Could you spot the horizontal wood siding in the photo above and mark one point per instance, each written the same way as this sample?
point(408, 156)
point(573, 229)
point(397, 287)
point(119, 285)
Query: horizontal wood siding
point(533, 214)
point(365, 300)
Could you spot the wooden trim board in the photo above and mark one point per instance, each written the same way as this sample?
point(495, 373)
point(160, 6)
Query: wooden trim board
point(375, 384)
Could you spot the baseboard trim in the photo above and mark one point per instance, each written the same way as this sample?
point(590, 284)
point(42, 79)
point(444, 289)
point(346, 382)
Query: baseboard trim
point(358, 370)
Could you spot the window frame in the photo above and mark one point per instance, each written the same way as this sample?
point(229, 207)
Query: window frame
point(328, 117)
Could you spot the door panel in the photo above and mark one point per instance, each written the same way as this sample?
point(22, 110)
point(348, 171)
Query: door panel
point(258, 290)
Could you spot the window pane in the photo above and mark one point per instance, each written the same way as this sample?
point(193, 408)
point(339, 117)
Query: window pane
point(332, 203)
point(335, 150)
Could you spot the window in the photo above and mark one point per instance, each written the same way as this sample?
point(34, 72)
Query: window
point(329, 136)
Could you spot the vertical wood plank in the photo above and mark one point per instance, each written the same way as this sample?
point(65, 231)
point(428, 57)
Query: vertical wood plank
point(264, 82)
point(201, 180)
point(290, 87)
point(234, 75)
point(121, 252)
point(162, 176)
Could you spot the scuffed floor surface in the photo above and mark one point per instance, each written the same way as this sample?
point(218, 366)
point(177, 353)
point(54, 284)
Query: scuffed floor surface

---

EXERCISE PROMPT
Reproduce each of the records above word for word, from the first line to the last.

RESPONSE BELOW
Could you spot the horizontal wood siding in the photo above and mark one point per instance, each written the same way as this sample?
point(408, 156)
point(573, 229)
point(397, 287)
point(119, 285)
Query: horizontal wood siding
point(533, 214)
point(365, 300)
Could you spot the wooden trim board in the photo above and mark one point per instance, each written the same way as this sample?
point(495, 373)
point(160, 6)
Query: wooden trim board
point(375, 384)
Could you spot the baseboard trim in the photo above and mark one point per instance, each written the same way as this sample?
point(590, 284)
point(42, 79)
point(444, 289)
point(346, 382)
Query: baseboard trim
point(358, 370)
Could you spot the window frame in the photo above and mark one point per instance, each written the same way as this sample?
point(229, 207)
Query: window frame
point(328, 117)
Could you spot the door panel in the photo above and mark one point per instance, each written the same way as this sample?
point(22, 110)
point(348, 171)
Query: door panel
point(258, 290)
Could you spot the window pane in the photo above and mark one point per instance, each written the same way as this sample?
point(193, 408)
point(339, 117)
Query: window pane
point(332, 203)
point(335, 150)
Could you spot the window in the photo above and mark one point per instance, each written the same way as this sample?
point(34, 72)
Query: window
point(329, 136)
Could you spot the vertical wood plank in the photo above and mark one point per instance, each written the same way as this sample?
point(65, 231)
point(428, 57)
Query: vertical wood plank
point(264, 82)
point(201, 180)
point(290, 87)
point(234, 75)
point(121, 252)
point(162, 176)
Could you spot the scuffed floor surface in the photo above and mark one point per instance, each written the same way as this sample?
point(218, 366)
point(177, 353)
point(54, 284)
Query: scuffed floor surface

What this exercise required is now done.